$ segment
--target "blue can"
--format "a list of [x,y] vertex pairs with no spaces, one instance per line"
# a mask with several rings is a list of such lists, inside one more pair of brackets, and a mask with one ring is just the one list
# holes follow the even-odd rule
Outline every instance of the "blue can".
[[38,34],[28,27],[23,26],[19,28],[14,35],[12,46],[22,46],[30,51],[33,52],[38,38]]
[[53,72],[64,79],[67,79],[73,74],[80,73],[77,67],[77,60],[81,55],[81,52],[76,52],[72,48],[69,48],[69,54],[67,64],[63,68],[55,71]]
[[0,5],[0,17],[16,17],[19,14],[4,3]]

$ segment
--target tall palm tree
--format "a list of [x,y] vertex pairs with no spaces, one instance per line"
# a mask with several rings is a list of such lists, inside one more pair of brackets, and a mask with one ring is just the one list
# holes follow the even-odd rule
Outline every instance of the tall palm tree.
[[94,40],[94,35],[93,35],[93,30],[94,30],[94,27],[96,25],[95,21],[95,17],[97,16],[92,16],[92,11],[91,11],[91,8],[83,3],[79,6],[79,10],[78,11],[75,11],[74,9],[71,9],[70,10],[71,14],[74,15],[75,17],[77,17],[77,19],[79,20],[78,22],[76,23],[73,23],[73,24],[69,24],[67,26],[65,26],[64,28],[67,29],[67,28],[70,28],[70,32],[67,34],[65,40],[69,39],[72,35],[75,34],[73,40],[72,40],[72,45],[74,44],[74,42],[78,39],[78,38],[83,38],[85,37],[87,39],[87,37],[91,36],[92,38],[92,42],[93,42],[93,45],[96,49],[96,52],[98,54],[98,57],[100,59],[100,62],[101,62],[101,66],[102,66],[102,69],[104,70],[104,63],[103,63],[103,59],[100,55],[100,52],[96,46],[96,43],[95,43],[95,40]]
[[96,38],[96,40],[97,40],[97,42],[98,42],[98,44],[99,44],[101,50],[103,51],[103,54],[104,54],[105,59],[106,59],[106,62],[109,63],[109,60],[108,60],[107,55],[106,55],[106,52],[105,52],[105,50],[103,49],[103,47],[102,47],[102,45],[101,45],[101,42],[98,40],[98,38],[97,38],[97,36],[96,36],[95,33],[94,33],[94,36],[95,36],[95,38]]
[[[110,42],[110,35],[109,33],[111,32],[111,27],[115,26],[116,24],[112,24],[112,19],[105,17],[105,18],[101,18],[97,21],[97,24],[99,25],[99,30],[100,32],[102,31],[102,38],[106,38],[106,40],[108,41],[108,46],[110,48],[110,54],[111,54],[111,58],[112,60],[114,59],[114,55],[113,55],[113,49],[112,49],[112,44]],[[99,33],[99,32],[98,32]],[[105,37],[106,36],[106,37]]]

^^^^^^^^^^^^^^^^

__To be done__:
Reproduce the stretch from the start of the items through the line containing "[[0,5],[0,17],[16,17],[19,14],[4,3]]", switching every "blue can" to "red can" and leaving all else unchanged. Give only those lines.

__Solution to this exercise__:
$ segment
--target "red can"
--format "a list of [x,y] vertex pairs with no spaces, one instance per line"
# a mask with several rings is a list of such lists, inside one more pair of brackets, and a mask with one ring is just the one list
# holes follow the even-odd rule
Outline every instance of the "red can".
[[38,34],[28,27],[23,26],[19,28],[14,35],[12,46],[22,46],[30,51],[33,52],[38,38]]
[[53,72],[64,79],[67,79],[73,74],[80,73],[77,67],[77,60],[81,55],[81,52],[76,52],[72,48],[69,48],[69,54],[67,64],[63,68],[55,71]]
[[0,5],[0,17],[16,17],[19,14],[4,3]]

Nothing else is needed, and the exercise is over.